§ **RECORDS PROVIDED**

'''

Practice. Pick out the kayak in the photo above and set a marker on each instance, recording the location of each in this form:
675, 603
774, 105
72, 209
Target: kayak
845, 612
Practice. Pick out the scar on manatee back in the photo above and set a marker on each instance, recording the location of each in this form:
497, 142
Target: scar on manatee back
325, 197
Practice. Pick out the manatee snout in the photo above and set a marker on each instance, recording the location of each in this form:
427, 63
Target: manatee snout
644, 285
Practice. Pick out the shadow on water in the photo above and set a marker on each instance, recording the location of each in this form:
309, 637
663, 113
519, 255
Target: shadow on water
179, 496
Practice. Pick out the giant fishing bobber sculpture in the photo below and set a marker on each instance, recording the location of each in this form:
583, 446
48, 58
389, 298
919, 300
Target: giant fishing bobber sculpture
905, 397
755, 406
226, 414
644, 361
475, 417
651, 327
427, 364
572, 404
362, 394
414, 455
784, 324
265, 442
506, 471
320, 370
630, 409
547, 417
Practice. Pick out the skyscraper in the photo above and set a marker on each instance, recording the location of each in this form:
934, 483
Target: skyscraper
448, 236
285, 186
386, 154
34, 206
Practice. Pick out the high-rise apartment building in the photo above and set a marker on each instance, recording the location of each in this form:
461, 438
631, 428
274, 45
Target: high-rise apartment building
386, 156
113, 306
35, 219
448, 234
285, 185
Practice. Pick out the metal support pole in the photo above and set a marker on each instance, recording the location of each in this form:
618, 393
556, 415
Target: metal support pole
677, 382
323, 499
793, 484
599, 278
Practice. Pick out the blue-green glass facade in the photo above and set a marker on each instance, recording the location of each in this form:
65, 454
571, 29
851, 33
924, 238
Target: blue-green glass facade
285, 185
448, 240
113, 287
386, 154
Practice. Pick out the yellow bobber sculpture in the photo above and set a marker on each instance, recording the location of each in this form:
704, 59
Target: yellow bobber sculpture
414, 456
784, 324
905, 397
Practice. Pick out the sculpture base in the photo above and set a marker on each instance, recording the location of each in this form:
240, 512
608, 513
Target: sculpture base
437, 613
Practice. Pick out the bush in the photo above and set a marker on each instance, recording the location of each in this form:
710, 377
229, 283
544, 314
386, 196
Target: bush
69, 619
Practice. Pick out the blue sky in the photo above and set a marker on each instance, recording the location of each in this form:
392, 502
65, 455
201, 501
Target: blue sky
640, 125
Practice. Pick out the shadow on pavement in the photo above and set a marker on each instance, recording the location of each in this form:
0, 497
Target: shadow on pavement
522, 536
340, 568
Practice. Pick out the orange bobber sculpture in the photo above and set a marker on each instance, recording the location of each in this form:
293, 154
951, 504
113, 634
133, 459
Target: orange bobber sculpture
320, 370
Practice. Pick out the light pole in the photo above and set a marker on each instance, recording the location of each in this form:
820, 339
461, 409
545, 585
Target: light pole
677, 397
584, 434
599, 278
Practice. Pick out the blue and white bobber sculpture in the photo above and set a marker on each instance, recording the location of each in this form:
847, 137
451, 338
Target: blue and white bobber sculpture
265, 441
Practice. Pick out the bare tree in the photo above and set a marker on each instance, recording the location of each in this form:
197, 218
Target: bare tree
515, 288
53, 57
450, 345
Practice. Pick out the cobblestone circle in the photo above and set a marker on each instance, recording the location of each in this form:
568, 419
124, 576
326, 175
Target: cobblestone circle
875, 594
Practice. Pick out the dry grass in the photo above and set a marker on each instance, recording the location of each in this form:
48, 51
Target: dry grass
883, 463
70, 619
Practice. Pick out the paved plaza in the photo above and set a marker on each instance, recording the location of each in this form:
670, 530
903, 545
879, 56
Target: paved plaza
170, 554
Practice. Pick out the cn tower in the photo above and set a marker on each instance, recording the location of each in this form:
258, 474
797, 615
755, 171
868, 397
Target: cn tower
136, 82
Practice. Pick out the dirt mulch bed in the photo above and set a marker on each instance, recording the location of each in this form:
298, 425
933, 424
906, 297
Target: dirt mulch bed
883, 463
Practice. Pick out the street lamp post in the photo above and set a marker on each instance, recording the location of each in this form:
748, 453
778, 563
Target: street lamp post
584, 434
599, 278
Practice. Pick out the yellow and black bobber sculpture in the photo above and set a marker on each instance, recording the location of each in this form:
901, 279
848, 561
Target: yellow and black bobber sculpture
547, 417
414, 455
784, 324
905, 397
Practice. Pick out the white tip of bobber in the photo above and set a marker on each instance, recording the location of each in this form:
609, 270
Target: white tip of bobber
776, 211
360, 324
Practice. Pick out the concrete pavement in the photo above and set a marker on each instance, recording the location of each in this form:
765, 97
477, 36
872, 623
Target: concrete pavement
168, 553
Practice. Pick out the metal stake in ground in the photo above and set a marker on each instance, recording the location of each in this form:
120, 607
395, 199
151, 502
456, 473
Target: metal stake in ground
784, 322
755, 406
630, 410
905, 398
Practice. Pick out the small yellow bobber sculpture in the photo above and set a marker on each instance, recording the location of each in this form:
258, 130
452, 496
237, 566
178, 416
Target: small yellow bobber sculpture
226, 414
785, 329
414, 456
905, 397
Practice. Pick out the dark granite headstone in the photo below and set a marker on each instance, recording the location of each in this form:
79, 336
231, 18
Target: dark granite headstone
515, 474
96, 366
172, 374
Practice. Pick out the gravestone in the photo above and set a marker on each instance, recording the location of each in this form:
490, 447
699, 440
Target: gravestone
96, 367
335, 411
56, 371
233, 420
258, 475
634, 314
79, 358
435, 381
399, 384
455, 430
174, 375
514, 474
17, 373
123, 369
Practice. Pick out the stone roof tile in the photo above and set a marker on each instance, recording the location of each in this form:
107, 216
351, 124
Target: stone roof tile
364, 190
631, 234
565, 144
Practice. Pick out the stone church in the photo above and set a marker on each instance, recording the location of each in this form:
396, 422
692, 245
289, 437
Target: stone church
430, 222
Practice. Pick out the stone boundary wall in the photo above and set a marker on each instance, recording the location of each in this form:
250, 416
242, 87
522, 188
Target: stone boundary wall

'''

§ **EXERCISE AIM**
Copy out the lines from the one containing "Practice. Pick out the small" through the last line of the items, inclusive, with the requests and their sample points left unchanged. Multiply every answer coordinate by 1.3 and round it to a whole number, rounding halves up.

§ **FULL ANSWER**
Practice. Pick out the small yellow bobber sculpture in the photo above and set a marker on each instance, recording the location of each in this form:
258, 130
452, 496
237, 566
178, 416
Target: small yellow bobber sculpture
294, 538
1021, 428
538, 593
1177, 516
Practice. Pick out the dark granite headstone in the photo below and set a marker on each instance, recording the location of each in this form:
79, 336
231, 18
Target: dark granite headstone
670, 616
125, 476
224, 486
Practice. Pick out the gravestone in the photo above and set a marker on each instance, recording the location of each in this form:
490, 447
699, 440
Target: gravestone
125, 477
436, 534
73, 482
303, 546
335, 618
824, 408
103, 465
566, 495
519, 499
592, 559
226, 488
668, 616
22, 485
160, 480
Practice. Pick out the stone roof tile in the photo above and set a marker on each instance, recording the location of each in this form:
107, 216
351, 124
Target: stone roof tile
473, 247
820, 304
735, 187
Practice. Pick out the stone church in the photo above and set a marker on each instance, recording the location of each in this form:
396, 422
692, 245
289, 437
Target: stone church
559, 289
Practice. Pick out the stone boundary wall in the photo above and set a marker on each instance, recording the location of each in this form:
250, 416
242, 87
522, 188
Target: stone boundary wall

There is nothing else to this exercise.